### PROBLEM TO SOLVE
Copy all the items below, replacing "Capability overview" with "Feature summary" and keeping everything else unchanged. Leave the pictures out.

### STORED RECORDS
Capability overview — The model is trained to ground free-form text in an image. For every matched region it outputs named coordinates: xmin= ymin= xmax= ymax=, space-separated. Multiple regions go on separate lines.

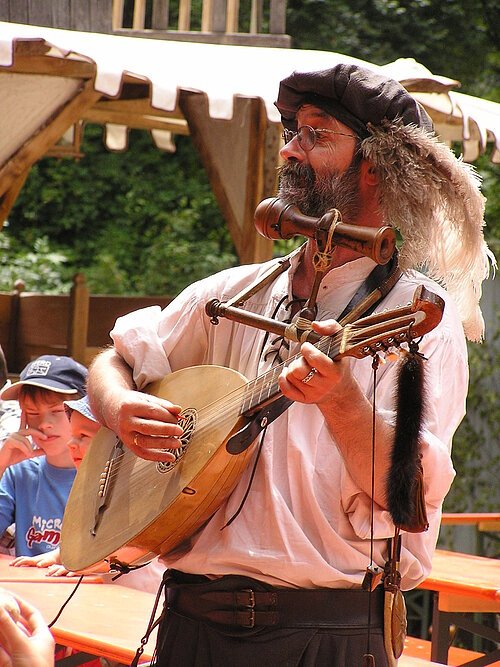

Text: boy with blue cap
xmin=0 ymin=355 xmax=87 ymax=556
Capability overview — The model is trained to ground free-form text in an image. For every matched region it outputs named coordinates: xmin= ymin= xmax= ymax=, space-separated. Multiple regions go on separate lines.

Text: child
xmin=11 ymin=396 xmax=165 ymax=593
xmin=0 ymin=355 xmax=87 ymax=556
xmin=0 ymin=589 xmax=55 ymax=667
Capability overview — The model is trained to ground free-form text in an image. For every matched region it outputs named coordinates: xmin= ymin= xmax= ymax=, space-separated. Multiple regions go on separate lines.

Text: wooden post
xmin=68 ymin=273 xmax=89 ymax=364
xmin=111 ymin=0 xmax=125 ymax=30
xmin=5 ymin=280 xmax=25 ymax=373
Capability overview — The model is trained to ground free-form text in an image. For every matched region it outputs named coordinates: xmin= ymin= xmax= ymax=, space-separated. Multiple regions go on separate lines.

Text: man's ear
xmin=360 ymin=159 xmax=379 ymax=185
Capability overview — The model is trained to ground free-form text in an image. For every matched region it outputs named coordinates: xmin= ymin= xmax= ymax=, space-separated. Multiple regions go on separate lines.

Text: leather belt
xmin=167 ymin=576 xmax=384 ymax=630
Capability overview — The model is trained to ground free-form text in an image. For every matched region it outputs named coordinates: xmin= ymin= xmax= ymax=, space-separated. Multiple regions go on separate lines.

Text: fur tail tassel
xmin=387 ymin=349 xmax=428 ymax=532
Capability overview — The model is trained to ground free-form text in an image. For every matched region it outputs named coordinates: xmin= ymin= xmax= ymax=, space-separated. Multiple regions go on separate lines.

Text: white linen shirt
xmin=111 ymin=254 xmax=468 ymax=589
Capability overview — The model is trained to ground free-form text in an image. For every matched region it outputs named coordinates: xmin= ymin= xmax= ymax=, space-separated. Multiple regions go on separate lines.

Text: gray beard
xmin=278 ymin=157 xmax=361 ymax=224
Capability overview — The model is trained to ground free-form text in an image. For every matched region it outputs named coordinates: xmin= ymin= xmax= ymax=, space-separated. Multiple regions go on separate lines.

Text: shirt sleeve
xmin=110 ymin=286 xmax=208 ymax=389
xmin=0 ymin=468 xmax=16 ymax=535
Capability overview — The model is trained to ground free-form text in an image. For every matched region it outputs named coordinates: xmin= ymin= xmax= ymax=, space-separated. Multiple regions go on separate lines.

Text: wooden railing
xmin=0 ymin=274 xmax=171 ymax=376
xmin=0 ymin=0 xmax=291 ymax=48
xmin=112 ymin=0 xmax=290 ymax=47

### FULL OUTPUT
Feature summary — The model is trained to ground free-form text in an image. For every matched region it outputs named coordinates: xmin= ymin= xmax= ymax=, space-separated. Multiple regions go on separate lines.


Text: boy with blue cap
xmin=0 ymin=355 xmax=87 ymax=556
Feature summary — The model is trained to ground free-form text in an image. For every matched region it outputs named coordinates: xmin= ymin= xmax= ymax=, space-separated. Multiple regions go on separate lines.

Text: child
xmin=11 ymin=396 xmax=165 ymax=593
xmin=0 ymin=355 xmax=87 ymax=556
xmin=0 ymin=589 xmax=55 ymax=667
Feature summary — The model is trained to ground free-form text in an image. For every matched region it outputs named coordinates: xmin= ymin= xmax= ymax=, space-separated. Multiple regions go on separate lines.

Text: wooden post
xmin=68 ymin=273 xmax=89 ymax=364
xmin=111 ymin=0 xmax=125 ymax=30
xmin=5 ymin=280 xmax=25 ymax=373
Feature summary — The model is trained to ground free-form text in an image. For every matched region it outputs named coordinates: xmin= ymin= xmax= ymax=, space-separated. Multiple regions go on separate lines.

Text: man's ear
xmin=360 ymin=159 xmax=379 ymax=185
Feature summary — The model is trained to ground free-form text in an image. For every matched region it outputs named coordinates: xmin= ymin= xmax= ymax=, space-separated. Multiple regions go on separate lines.

Text: leather belt
xmin=167 ymin=576 xmax=384 ymax=630
Feature summary — The model is trained to ground free-form text in an image. For every matched region it outputs named coordinates: xmin= ymin= xmax= ymax=, space-separated. Multiple regions go on separate lines.

Text: fur tail tassel
xmin=387 ymin=349 xmax=428 ymax=532
Feature summary — The model is trained to ground free-form text in an image. For every matched region it outputs named coordinates: xmin= ymin= xmax= ymax=, space-separated. Multiple regions go on separate lines.

Text: white linen shirt
xmin=111 ymin=254 xmax=468 ymax=589
Feature summary — The model is trained to ground free-form text in an image. For every matched region it outputs named coordinates: xmin= ymin= xmax= ymax=, space-separated. Multiple regions go on separate lines.

Text: gray beard
xmin=278 ymin=157 xmax=361 ymax=224
Feature summary — The model is trained to ground free-form text in an image. For every matched region it outputs named coordinates: xmin= ymin= xmax= ymax=, space-separated. Multiple regions go on separate lines.

Text: shirt sleeve
xmin=110 ymin=286 xmax=208 ymax=389
xmin=0 ymin=468 xmax=16 ymax=535
Feature summary — The model is trained to ground free-form text in an image. For every matched region it outputs named coordinates: xmin= ymin= xmax= ymax=, space-separated. Multiple regions go on separate lines.

Text: wooden railing
xmin=0 ymin=274 xmax=171 ymax=376
xmin=0 ymin=0 xmax=291 ymax=48
xmin=112 ymin=0 xmax=290 ymax=47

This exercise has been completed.